### [SET PROBLEM]
Each record must be retyped in full. No character may differ.

..............................

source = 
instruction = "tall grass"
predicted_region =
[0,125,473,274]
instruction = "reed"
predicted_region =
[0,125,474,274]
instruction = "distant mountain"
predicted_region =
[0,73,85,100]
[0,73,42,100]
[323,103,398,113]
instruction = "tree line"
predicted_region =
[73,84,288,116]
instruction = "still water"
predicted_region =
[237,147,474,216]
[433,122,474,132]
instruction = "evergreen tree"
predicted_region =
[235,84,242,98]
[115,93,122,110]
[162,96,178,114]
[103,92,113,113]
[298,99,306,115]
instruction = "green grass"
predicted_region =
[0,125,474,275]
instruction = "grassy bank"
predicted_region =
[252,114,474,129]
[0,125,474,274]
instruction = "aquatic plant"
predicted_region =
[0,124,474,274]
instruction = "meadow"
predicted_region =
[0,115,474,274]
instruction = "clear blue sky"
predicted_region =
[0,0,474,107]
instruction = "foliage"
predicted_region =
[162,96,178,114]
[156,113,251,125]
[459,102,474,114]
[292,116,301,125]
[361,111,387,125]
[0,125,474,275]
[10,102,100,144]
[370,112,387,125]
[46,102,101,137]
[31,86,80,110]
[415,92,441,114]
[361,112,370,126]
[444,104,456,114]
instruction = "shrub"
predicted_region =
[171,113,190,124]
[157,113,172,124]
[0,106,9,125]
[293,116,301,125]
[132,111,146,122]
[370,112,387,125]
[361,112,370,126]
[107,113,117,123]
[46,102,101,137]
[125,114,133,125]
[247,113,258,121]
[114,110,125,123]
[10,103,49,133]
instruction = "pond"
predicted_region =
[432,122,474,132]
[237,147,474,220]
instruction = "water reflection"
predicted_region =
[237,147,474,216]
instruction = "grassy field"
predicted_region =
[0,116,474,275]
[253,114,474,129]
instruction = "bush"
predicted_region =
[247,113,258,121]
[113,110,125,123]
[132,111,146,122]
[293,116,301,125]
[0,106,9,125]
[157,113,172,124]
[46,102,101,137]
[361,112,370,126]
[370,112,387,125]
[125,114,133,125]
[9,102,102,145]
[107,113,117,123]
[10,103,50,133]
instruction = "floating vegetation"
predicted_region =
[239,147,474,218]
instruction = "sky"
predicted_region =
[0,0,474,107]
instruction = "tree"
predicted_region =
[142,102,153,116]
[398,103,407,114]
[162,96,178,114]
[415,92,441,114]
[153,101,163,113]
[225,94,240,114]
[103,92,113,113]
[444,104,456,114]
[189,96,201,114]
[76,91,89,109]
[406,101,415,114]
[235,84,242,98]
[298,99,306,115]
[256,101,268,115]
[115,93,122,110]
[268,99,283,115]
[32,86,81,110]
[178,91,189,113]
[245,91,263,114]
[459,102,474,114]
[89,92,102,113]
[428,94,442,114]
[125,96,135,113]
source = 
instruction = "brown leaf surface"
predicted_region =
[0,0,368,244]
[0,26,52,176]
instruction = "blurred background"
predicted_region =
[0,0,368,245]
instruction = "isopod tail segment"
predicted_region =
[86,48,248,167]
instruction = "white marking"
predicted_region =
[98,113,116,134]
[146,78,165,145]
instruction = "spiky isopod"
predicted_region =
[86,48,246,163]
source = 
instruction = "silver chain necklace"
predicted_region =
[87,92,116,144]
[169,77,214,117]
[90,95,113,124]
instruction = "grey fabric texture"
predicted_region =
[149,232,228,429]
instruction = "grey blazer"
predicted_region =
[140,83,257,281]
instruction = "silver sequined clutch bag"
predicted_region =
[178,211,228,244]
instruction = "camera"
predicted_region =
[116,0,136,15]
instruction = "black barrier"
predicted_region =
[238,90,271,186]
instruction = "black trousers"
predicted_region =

..............................

### [RESULT]
source = 
instruction = "tall grass"
predicted_region =
[0,125,473,274]
instruction = "reed"
predicted_region =
[0,125,474,274]
instruction = "distant mountain"
predicted_region =
[0,73,85,100]
[0,73,42,100]
[323,103,398,113]
instruction = "tree line"
predicted_region =
[73,84,288,116]
instruction = "still water"
predicted_region =
[237,147,474,216]
[433,122,474,132]
instruction = "evergreen tree"
predicted_region =
[235,84,242,98]
[115,93,122,110]
[162,96,178,114]
[103,92,113,113]
[298,99,306,115]
instruction = "green grass"
predicted_region =
[0,125,474,275]
instruction = "grassy bank"
predicted_region =
[252,114,474,129]
[0,125,474,274]
instruction = "aquatic plant"
predicted_region =
[0,124,474,274]
instruction = "meadow"
predicted_region =
[0,115,474,274]
instruction = "clear blue sky"
predicted_region =
[0,0,474,107]
instruction = "foliage"
predicted_region =
[162,96,178,114]
[156,113,251,125]
[459,102,474,114]
[292,116,301,125]
[361,111,387,125]
[0,125,474,275]
[10,102,100,144]
[370,112,387,125]
[46,102,101,137]
[31,86,80,110]
[415,92,441,114]
[361,112,370,126]
[444,104,456,114]
instruction = "shrub"
predicted_region =
[171,113,190,124]
[157,113,172,124]
[0,106,9,125]
[293,116,301,125]
[132,111,146,122]
[370,112,387,125]
[361,112,370,126]
[107,113,117,123]
[46,102,101,137]
[125,114,133,125]
[247,113,258,121]
[114,110,125,123]
[10,103,49,133]
instruction = "pond"
predicted_region =
[432,122,474,132]
[237,147,474,220]
instruction = "water reflection"
predicted_region =
[237,147,474,216]
instruction = "grassy field"
predicted_region =
[0,116,474,275]
[253,114,474,129]
instruction = "bush"
predicted_region =
[247,113,258,121]
[113,110,125,123]
[132,111,146,122]
[293,116,301,125]
[0,106,9,125]
[157,113,172,124]
[46,102,101,137]
[361,112,370,126]
[370,112,387,125]
[125,114,133,125]
[9,102,102,145]
[107,113,117,123]
[10,103,50,133]
instruction = "floating vegetation"
predicted_region =
[239,147,474,218]
instruction = "sky"
predicted_region =
[0,0,474,107]
instruction = "tree"
predicted_region =
[142,102,153,116]
[398,103,407,114]
[162,96,178,114]
[415,92,441,114]
[153,101,163,113]
[225,94,240,114]
[103,92,113,113]
[444,104,456,114]
[189,96,201,114]
[76,91,89,109]
[406,101,415,114]
[235,84,242,98]
[298,99,306,115]
[256,101,268,115]
[115,93,122,110]
[268,99,283,115]
[32,86,81,110]
[178,91,189,113]
[245,91,263,114]
[459,102,474,114]
[89,92,102,113]
[428,94,442,114]
[125,96,135,113]
source = 
instruction = "brown leaf surface"
predicted_region =
[0,0,368,244]
[0,26,52,176]
instruction = "blurred background"
predicted_region =
[0,0,368,245]
instruction = "isopod tail segment"
predicted_region =
[86,48,248,167]
instruction = "white marking"
predicted_region =
[98,113,116,134]
[146,78,165,145]
instruction = "spiky isopod"
predicted_region =
[86,48,246,163]
source = 
instruction = "silver chain necklace"
predicted_region =
[87,92,116,144]
[169,77,214,117]
[90,95,113,124]
instruction = "grey fabric texture"
predicted_region =
[149,232,228,429]
instruction = "grey blazer"
predicted_region =
[140,83,257,281]
instruction = "silver sequined clutch bag"
predicted_region =
[178,211,228,244]
instruction = "camera"
predicted_region =
[116,0,136,15]
instruction = "black barrier"
predicted_region =
[238,90,271,186]
instruction = "black trousers"
predicted_region =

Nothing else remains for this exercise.